AIM OF THE TASK:
What you return should be the entries, unchanged, without their pictures.

(Stored data)

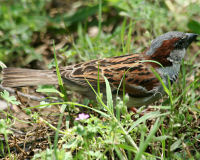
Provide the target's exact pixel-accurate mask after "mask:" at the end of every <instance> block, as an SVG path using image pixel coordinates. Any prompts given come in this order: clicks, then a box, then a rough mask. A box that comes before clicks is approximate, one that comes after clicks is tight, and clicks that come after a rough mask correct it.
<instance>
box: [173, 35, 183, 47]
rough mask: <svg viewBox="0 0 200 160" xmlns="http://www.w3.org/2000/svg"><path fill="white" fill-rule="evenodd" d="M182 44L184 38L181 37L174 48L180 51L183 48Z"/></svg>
mask: <svg viewBox="0 0 200 160" xmlns="http://www.w3.org/2000/svg"><path fill="white" fill-rule="evenodd" d="M184 44H185V38H184V37H182V38H181V39H180V40H179V41H178V42H176V44H175V47H176V48H177V49H181V48H183V47H184Z"/></svg>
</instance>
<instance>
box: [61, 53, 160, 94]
mask: <svg viewBox="0 0 200 160" xmlns="http://www.w3.org/2000/svg"><path fill="white" fill-rule="evenodd" d="M143 60H144V56H141V55H139V54H132V55H123V56H118V57H112V58H104V59H101V60H92V61H89V62H84V63H79V64H76V65H71V66H67V67H62V68H61V69H60V70H61V75H62V77H63V78H64V79H67V80H69V81H71V82H73V83H76V84H77V85H78V86H81V87H89V86H88V82H87V81H86V80H88V81H89V83H90V84H91V85H92V86H93V87H94V88H95V89H96V87H97V80H98V74H99V83H100V86H105V80H104V76H105V77H106V78H107V79H108V81H109V83H110V85H111V87H112V91H113V92H116V91H117V90H119V92H122V91H123V83H122V81H123V77H124V78H125V91H126V93H129V94H130V95H132V96H134V97H144V96H148V95H149V94H150V93H151V91H152V90H153V89H154V88H155V87H156V86H157V85H158V83H159V80H158V79H157V78H156V77H155V75H154V74H153V72H152V71H151V69H150V64H148V63H146V62H142V61H143ZM119 86H120V87H119ZM103 88H105V87H103Z"/></svg>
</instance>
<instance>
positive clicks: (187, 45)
mask: <svg viewBox="0 0 200 160" xmlns="http://www.w3.org/2000/svg"><path fill="white" fill-rule="evenodd" d="M186 36H187V46H186V48H187V47H188V46H189V45H190V44H191V43H192V42H193V41H196V40H197V36H199V35H198V34H195V33H186Z"/></svg>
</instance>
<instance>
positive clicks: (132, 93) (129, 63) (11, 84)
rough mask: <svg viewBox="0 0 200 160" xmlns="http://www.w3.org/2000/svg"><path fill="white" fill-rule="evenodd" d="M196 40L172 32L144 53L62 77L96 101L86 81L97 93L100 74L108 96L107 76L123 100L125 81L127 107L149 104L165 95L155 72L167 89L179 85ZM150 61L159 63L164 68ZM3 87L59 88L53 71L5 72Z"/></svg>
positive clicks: (74, 69)
mask: <svg viewBox="0 0 200 160" xmlns="http://www.w3.org/2000/svg"><path fill="white" fill-rule="evenodd" d="M196 37H197V35H196V34H192V33H182V32H176V31H173V32H168V33H165V34H163V35H161V36H159V37H158V38H156V39H155V40H153V42H152V44H151V46H150V48H149V49H148V50H147V51H146V52H144V53H141V54H131V55H122V56H118V57H112V58H104V59H100V60H92V61H89V62H82V63H79V64H75V65H70V66H65V67H60V72H61V76H62V78H63V81H64V84H65V86H66V87H67V88H69V89H71V90H73V91H76V92H79V93H80V94H83V95H85V96H87V97H89V98H92V99H95V95H94V93H93V91H92V89H91V88H90V87H89V85H88V82H87V81H86V80H88V81H89V83H91V85H92V86H93V87H94V89H97V79H98V70H99V82H100V89H101V92H103V93H104V94H105V93H106V87H105V80H104V76H105V77H106V78H107V79H108V81H109V82H110V85H111V89H112V93H113V94H114V95H116V93H119V96H122V92H123V86H122V83H121V82H122V80H123V77H124V78H125V92H126V93H127V94H129V96H130V100H129V102H128V104H127V105H128V106H141V105H145V104H149V103H152V102H154V101H156V100H157V99H159V98H160V97H161V94H162V93H164V91H163V87H162V85H161V84H160V82H159V80H158V79H157V78H156V76H155V75H154V73H153V72H152V69H151V68H154V69H155V70H156V71H157V72H158V74H159V75H160V76H161V78H162V79H163V82H164V83H165V84H166V85H168V80H167V78H168V77H169V78H170V80H171V81H172V82H173V81H175V80H176V78H177V76H178V72H179V69H180V63H181V60H182V59H183V58H184V55H185V50H186V48H187V47H188V46H189V44H190V43H191V42H192V41H193V40H195V39H196ZM149 61H157V62H159V63H160V64H161V65H162V67H161V66H160V65H159V64H157V63H154V62H149ZM2 84H3V86H7V87H19V86H32V85H39V84H57V77H56V72H55V71H53V70H52V71H50V70H32V69H20V68H5V69H4V70H3V81H2ZM104 97H105V96H104Z"/></svg>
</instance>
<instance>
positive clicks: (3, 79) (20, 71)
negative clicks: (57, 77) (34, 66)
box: [2, 68, 58, 87]
mask: <svg viewBox="0 0 200 160" xmlns="http://www.w3.org/2000/svg"><path fill="white" fill-rule="evenodd" d="M2 74H3V81H2V85H3V86H4V87H20V86H35V85H44V84H58V81H57V76H56V73H55V72H54V71H52V70H34V69H22V68H4V69H3V72H2Z"/></svg>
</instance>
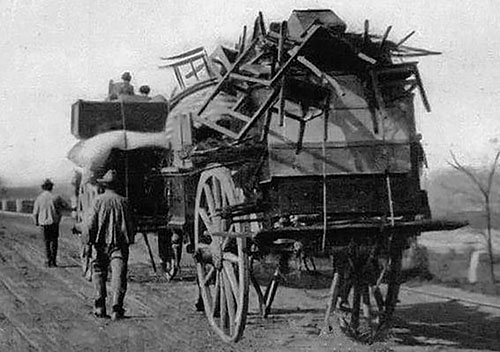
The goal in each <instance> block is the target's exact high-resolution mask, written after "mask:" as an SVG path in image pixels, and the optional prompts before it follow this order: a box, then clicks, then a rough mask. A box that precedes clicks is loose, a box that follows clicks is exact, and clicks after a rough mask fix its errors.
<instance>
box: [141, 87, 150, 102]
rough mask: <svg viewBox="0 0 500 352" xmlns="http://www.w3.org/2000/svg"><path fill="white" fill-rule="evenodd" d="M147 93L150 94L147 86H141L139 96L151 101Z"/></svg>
mask: <svg viewBox="0 0 500 352" xmlns="http://www.w3.org/2000/svg"><path fill="white" fill-rule="evenodd" d="M149 92H151V88H149V86H148V85H143V86H140V87H139V93H141V96H142V97H143V98H144V99H146V100H151V97H150V96H149Z"/></svg>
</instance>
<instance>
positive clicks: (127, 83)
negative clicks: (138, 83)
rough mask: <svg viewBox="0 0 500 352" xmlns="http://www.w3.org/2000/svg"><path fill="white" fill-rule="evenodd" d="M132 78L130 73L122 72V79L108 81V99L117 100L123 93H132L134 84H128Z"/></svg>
mask: <svg viewBox="0 0 500 352" xmlns="http://www.w3.org/2000/svg"><path fill="white" fill-rule="evenodd" d="M131 80H132V75H131V74H130V72H124V73H123V74H122V81H121V82H118V83H114V82H113V80H111V81H110V82H109V92H108V95H109V96H108V99H109V100H117V99H119V98H120V96H123V95H126V96H127V95H134V94H135V93H134V86H133V85H132V84H130V81H131Z"/></svg>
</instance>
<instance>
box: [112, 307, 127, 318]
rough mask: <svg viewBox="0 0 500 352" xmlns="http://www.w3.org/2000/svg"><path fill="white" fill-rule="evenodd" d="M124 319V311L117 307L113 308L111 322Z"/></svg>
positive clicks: (120, 307)
mask: <svg viewBox="0 0 500 352" xmlns="http://www.w3.org/2000/svg"><path fill="white" fill-rule="evenodd" d="M124 317H125V309H123V307H120V306H118V305H115V306H113V311H112V312H111V320H120V319H123V318H124Z"/></svg>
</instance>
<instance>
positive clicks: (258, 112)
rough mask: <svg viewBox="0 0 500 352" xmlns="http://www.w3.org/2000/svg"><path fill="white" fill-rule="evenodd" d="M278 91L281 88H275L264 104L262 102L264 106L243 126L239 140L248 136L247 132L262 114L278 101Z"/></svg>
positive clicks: (264, 102)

ANSWER SPACE:
Provide the target's exact pixel-accurate mask after "mask:" at the end of every <instance> block, as an SVG path using image pixel coordinates. Any prompts given come in this order: clicks, then a box, then a rough mask. A box that comes before clicks is approximate, one that comes after clicks is tight, and clicks that come after a rough mask correct it.
<instance>
box: [173, 35, 183, 47]
rough mask: <svg viewBox="0 0 200 160" xmlns="http://www.w3.org/2000/svg"><path fill="white" fill-rule="evenodd" d="M182 44L184 38L181 37L174 48L180 51L183 48Z"/></svg>
mask: <svg viewBox="0 0 200 160" xmlns="http://www.w3.org/2000/svg"><path fill="white" fill-rule="evenodd" d="M184 44H185V38H184V37H182V38H181V39H180V40H179V41H178V42H176V44H175V47H176V48H177V49H181V48H183V47H184Z"/></svg>
</instance>
<instance>
box: [61, 53, 160, 94]
mask: <svg viewBox="0 0 200 160" xmlns="http://www.w3.org/2000/svg"><path fill="white" fill-rule="evenodd" d="M143 60H144V56H141V55H139V54H132V55H123V56H118V57H112V58H104V59H101V60H92V61H89V62H84V63H79V64H76V65H71V66H67V67H62V68H61V69H60V70H61V75H62V77H63V78H64V79H67V80H69V81H71V82H73V83H76V84H77V85H78V86H81V87H89V86H88V82H87V81H86V80H88V81H89V83H90V84H91V85H92V86H93V87H94V88H95V89H96V87H97V80H98V74H99V83H100V86H105V80H104V76H105V77H106V78H107V79H108V81H109V83H110V85H111V87H112V91H113V92H116V91H117V90H119V92H122V91H123V83H122V81H123V77H124V78H125V91H126V93H129V94H130V95H132V96H134V97H144V96H148V95H149V94H150V93H151V91H152V90H153V89H154V88H155V87H156V86H157V85H158V83H159V80H158V79H157V78H156V77H155V75H154V74H153V72H152V71H151V69H150V64H148V63H146V62H142V61H143ZM119 86H120V87H119ZM103 88H105V87H103Z"/></svg>
</instance>
<instance>
positive clicks: (187, 45)
mask: <svg viewBox="0 0 200 160" xmlns="http://www.w3.org/2000/svg"><path fill="white" fill-rule="evenodd" d="M186 36H187V46H186V48H187V47H188V46H189V45H190V44H191V43H192V42H193V41H196V40H197V36H199V35H198V34H195V33H186Z"/></svg>
</instance>
<instance>
positive clicks: (132, 93) (129, 63) (11, 84)
rough mask: <svg viewBox="0 0 200 160" xmlns="http://www.w3.org/2000/svg"><path fill="white" fill-rule="evenodd" d="M196 40L172 32L144 53L62 77L96 101L86 81L97 93L100 74L108 96L107 76L123 100L125 81L127 107L149 104L165 95L155 72L167 89L179 85ZM150 61L159 63L164 68ZM3 87L59 88L53 71L5 72Z"/></svg>
positive clicks: (74, 69)
mask: <svg viewBox="0 0 200 160" xmlns="http://www.w3.org/2000/svg"><path fill="white" fill-rule="evenodd" d="M196 37H197V35H196V34H192V33H182V32H176V31H173V32H168V33H165V34H163V35H161V36H159V37H158V38H156V39H155V40H153V42H152V44H151V46H150V48H149V49H148V50H147V51H146V52H144V53H141V54H131V55H122V56H118V57H112V58H104V59H100V60H92V61H89V62H82V63H79V64H75V65H70V66H65V67H60V72H61V76H62V78H63V81H64V84H65V86H66V87H67V88H69V89H71V90H73V91H76V92H79V93H80V94H83V95H85V96H87V97H89V98H92V99H95V95H94V93H93V91H92V89H91V88H90V87H89V85H88V82H87V81H86V80H88V81H89V83H91V85H92V86H93V87H94V89H97V79H98V70H99V82H100V89H101V92H103V93H104V94H105V93H106V87H105V80H104V76H105V77H106V78H107V79H108V81H109V82H110V85H111V89H112V93H113V94H114V95H116V93H119V96H122V92H123V86H122V83H121V82H122V80H123V77H124V78H125V92H126V93H127V94H129V96H130V100H129V102H128V104H127V105H128V106H141V105H145V104H149V103H152V102H154V101H156V100H157V99H159V98H160V97H161V94H162V93H164V91H163V87H162V85H161V84H160V82H159V80H158V79H157V78H156V76H155V75H154V73H153V72H152V69H151V68H154V69H155V70H156V71H157V72H158V74H159V75H160V76H161V78H162V79H163V82H164V83H165V84H166V85H168V80H167V78H168V77H169V78H170V80H171V81H172V82H173V81H175V80H176V78H177V76H178V72H179V69H180V63H181V60H182V59H183V58H184V55H185V50H186V48H187V47H188V46H189V44H190V43H191V42H192V41H193V40H195V39H196ZM149 61H157V62H159V63H160V64H161V65H162V67H161V66H160V65H159V64H157V63H154V62H149ZM2 84H3V86H7V87H19V86H32V85H39V84H57V77H56V72H55V71H53V70H52V71H50V70H32V69H20V68H5V69H4V70H3V81H2ZM104 97H105V96H104Z"/></svg>
</instance>
<instance>
positive clicks: (3, 79) (20, 71)
negative clicks: (57, 77) (34, 66)
box: [2, 68, 58, 87]
mask: <svg viewBox="0 0 200 160" xmlns="http://www.w3.org/2000/svg"><path fill="white" fill-rule="evenodd" d="M2 74H3V81H2V85H3V86H4V87H20V86H35V85H44V84H58V81H57V76H56V73H55V72H54V71H52V70H34V69H22V68H4V69H3V72H2Z"/></svg>
</instance>
The goal in each <instance> block is the target's exact high-resolution mask, written after "mask:" as an SVG path in image pixels, and the optional prompts before it follow this order: a box, then clicks, then a rough mask. A box that precedes clicks is loose, a box that follows clicks is exact, and clicks after a rough mask fix its errors.
<instance>
box: [141, 87, 150, 102]
rough mask: <svg viewBox="0 0 500 352" xmlns="http://www.w3.org/2000/svg"><path fill="white" fill-rule="evenodd" d="M147 93L150 94L147 86H141L139 96L151 101Z"/></svg>
mask: <svg viewBox="0 0 500 352" xmlns="http://www.w3.org/2000/svg"><path fill="white" fill-rule="evenodd" d="M149 92H151V88H149V86H148V85H143V86H140V87H139V93H141V96H142V97H143V98H144V99H146V100H151V97H150V96H149Z"/></svg>
</instance>
<instance>
positive clicks: (127, 83)
negative clicks: (138, 83)
rough mask: <svg viewBox="0 0 500 352" xmlns="http://www.w3.org/2000/svg"><path fill="white" fill-rule="evenodd" d="M132 78L130 73L122 72V79L108 81V99L117 100L123 93H132L134 84H128Z"/></svg>
mask: <svg viewBox="0 0 500 352" xmlns="http://www.w3.org/2000/svg"><path fill="white" fill-rule="evenodd" d="M131 80H132V75H131V74H130V72H124V73H123V74H122V81H121V82H118V83H114V82H113V80H111V81H110V82H109V92H108V95H109V96H108V99H109V100H117V99H119V98H120V96H123V95H126V96H127V95H134V94H135V93H134V86H133V85H132V84H130V81H131Z"/></svg>
</instance>
<instance>
box: [112, 307, 127, 318]
rough mask: <svg viewBox="0 0 500 352" xmlns="http://www.w3.org/2000/svg"><path fill="white" fill-rule="evenodd" d="M124 319V311L117 307L113 308L111 322Z"/></svg>
positive clicks: (120, 307)
mask: <svg viewBox="0 0 500 352" xmlns="http://www.w3.org/2000/svg"><path fill="white" fill-rule="evenodd" d="M124 317H125V309H123V307H120V306H118V305H115V306H113V311H112V312H111V320H120V319H123V318H124Z"/></svg>
</instance>
<instance>
positive clicks: (258, 112)
rough mask: <svg viewBox="0 0 500 352" xmlns="http://www.w3.org/2000/svg"><path fill="white" fill-rule="evenodd" d="M278 91L281 88H275L264 104L262 102L264 106L243 126L239 140L248 136L247 132L262 114L278 101Z"/></svg>
positive clicks: (264, 102)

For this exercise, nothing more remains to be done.